EXERCISE TEXT
-=-=-=-=-

In April, leaders and scholars from the agricultural, urban and environmental communities came together to discuss policy issues impacting California’s water at the California Water Policy Conference. The conference, now in its was the vision of environmentalist Dorothy Green, and remains part of her lasting legacy as an established forum that draws participants from around the state.
The second day of the conference began with Dr. Glenda Humiston, the Vice President of the University of California’s Division of Agriculture & Natural Resources, discussing her work with the California Economic Summit’s Working Landscapes Program and sharing her vision for how California can create an additional one more million acre-feet per year.
Here’s what she had to say.
Dr. Glenda Humiston began by saying she would be offering some thoughts and visions on solutions. “It’s real easy to identify the problems,” she said. “We all know we have some big challenges around water. There are a lot of different users. Every one of them has increasing demands, and the politics and the rhetoric sometimes gets pretty heated. And in the middle of all of that, there’s just that tiny sliver of water that we’re really working with. When we look at the whole planet, there is just a tiny little sliver that we’re working with out on the landscape. With climate change, water insecurity is getting even more questionable. There’s a drought somewhere all the time. It moves around, it might be here, it might be in Africa, it might be in New England, who knows – it moves around.”
“Recently, we’ve put together indices about water insecurity which is what you see on the map here. I really like what the Energy Commission did where they are trying to actually combine information about climate vulnerability, crop vulnerability, land use, and socio-economic vulnerability, and see where those interact to find the hot spots that we’ve really got to start targeting some attention to. It’s a great way to help allocate very finite resources as we’re trying to work on this.”
Dr. Humiston said that this is the kind of thing that the Division of Agriculture and Natural Resources at the University of California does their best to help with. “For those of you who aren’t familiar with us, we’re the land grant portion of the University of California,” she said. “We work with all ten campuses but predominantly, the ones I oversee are the four colleges on the three main campuses, Berkeley, Davis, and Riverside. Plus we have folks in every single county – the Cooperative Extension, and some of my favorite things, such as the 4H, Master Gardener’s, … we also have research extension centers scattered all over the state, nine of them that range in size from a few hundred to several thousand acres where on the ground research is being conducted all the time. We have our statewide programs and institutes. … we partner with the CSU system, private sector collaborators, and just a host of partners on a variety of research projects, not just rural. Quite a bit of it is in urban, and it’s regional urban rural connectivity type projects as well, so I urge you to take a look at the website at http://ciwr.ucanr.edu/ .”
“One of the things that is helping us nowadays find solutions to some of these issues are new tools,” Dr. Humiston said. “The ability to do remote sensing and very finite measurements and then put that into computer software ago and start seeing how they interact and solutions with that – it takes amounts of data we couldn’t have even imagined five or ten years ago. It’s really crucial for us to be able to do this, but as you know, information alone isn’t the only answer. We’ve got to start looking at sectors to see how they interact.”

-=-=-=-=-

WORK INSTRUCTIONS
1 - Translate this sentence from the conference article into Spanish: "It’s a great way to help allocate very finite resources as we’re trying to work on this."
2 - Retype the part of the conference article between "In April, leaders" and "around the state.", inclusive.

-=-=-=-=-

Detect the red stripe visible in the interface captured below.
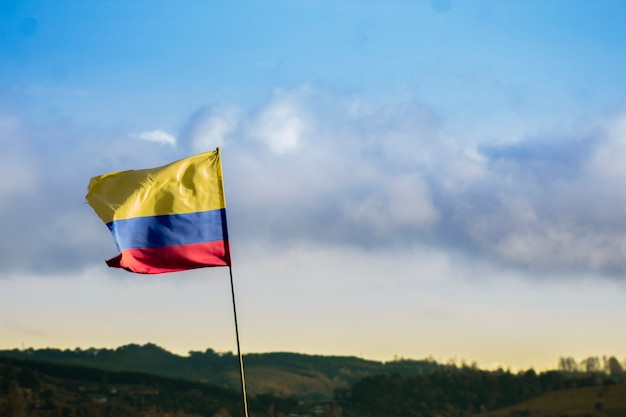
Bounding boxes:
[107,240,230,274]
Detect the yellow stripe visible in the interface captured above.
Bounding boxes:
[86,149,226,223]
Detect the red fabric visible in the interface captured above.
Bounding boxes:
[106,240,230,274]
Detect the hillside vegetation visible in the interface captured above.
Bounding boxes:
[0,344,626,417]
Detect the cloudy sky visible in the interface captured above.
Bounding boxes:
[0,0,626,369]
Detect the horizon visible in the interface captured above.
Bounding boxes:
[0,342,626,373]
[0,0,626,369]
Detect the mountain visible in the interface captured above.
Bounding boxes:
[0,343,447,401]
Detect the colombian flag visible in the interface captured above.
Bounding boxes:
[86,148,230,274]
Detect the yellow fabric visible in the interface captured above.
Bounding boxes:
[86,149,226,223]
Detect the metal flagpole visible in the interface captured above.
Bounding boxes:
[215,148,248,417]
[228,265,248,417]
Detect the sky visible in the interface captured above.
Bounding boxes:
[0,0,626,369]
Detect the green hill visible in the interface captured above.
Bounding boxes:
[474,383,626,417]
[0,343,446,400]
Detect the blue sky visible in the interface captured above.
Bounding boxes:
[0,0,626,368]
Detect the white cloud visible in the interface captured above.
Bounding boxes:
[252,93,308,155]
[130,129,176,146]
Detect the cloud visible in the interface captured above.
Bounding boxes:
[183,107,238,153]
[129,129,176,146]
[250,88,308,155]
[0,87,626,277]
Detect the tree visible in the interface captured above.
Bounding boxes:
[3,381,28,417]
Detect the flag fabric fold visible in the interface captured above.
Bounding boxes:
[86,149,230,274]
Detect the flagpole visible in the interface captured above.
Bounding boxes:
[228,265,248,417]
[215,147,248,417]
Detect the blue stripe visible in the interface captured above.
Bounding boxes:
[107,209,228,251]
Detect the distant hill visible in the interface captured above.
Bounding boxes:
[339,367,626,417]
[0,357,255,417]
[473,383,626,417]
[0,343,447,400]
[0,344,626,417]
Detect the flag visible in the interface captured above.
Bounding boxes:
[86,148,230,274]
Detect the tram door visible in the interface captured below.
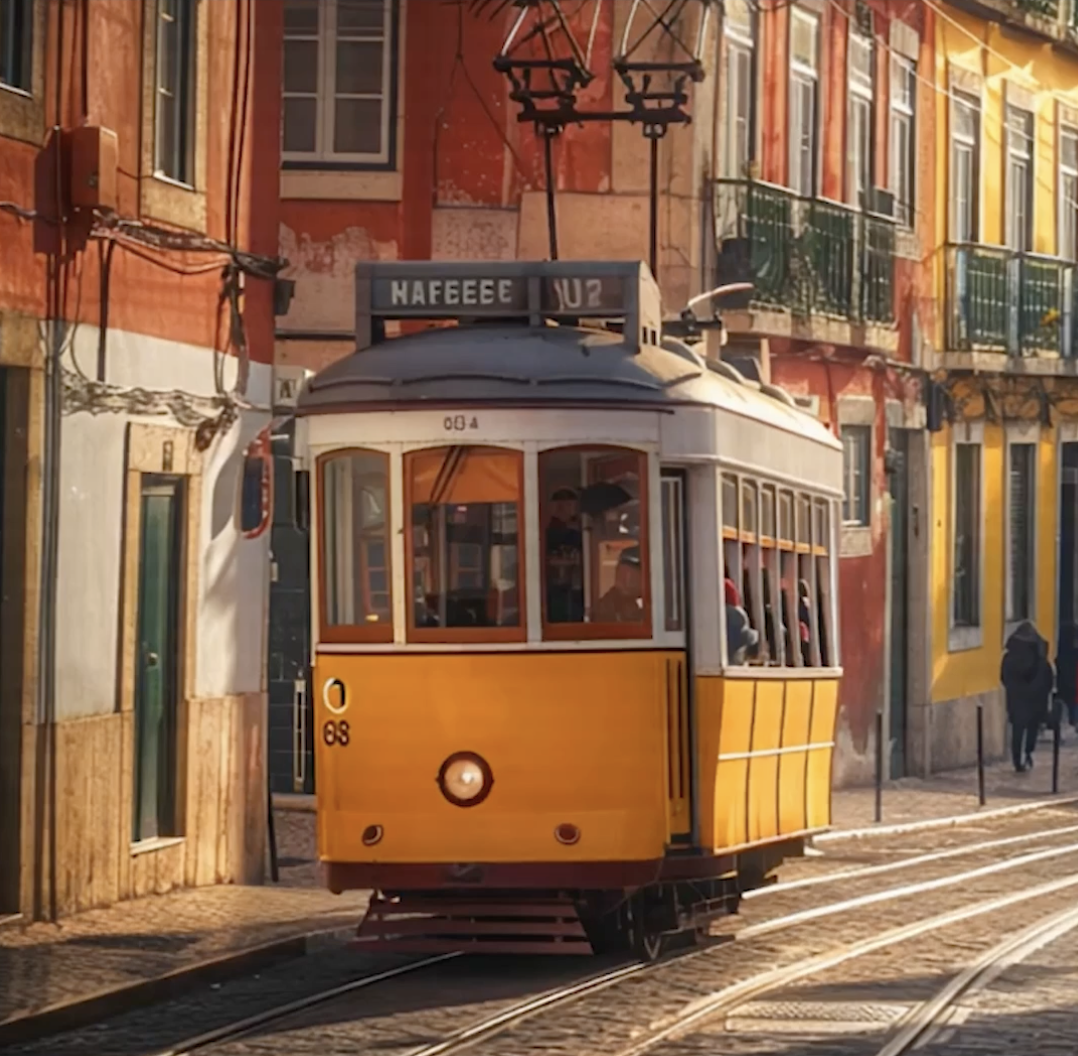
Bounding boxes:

-=-=-=-=-

SOLUTIONS
1 - Es una excelente manera de ayudar a asignar recursos muy limitados mientras intentamos trabajar en esto.

2 -
In April, leaders and scholars from the agricultural, urban and environmental communities came together to discuss policy issues impacting California’s water at the California Water Policy Conference. The conference, now in its was the vision of environmentalist Dorothy Green, and remains part of her lasting legacy as an established forum that draws participants from around the state.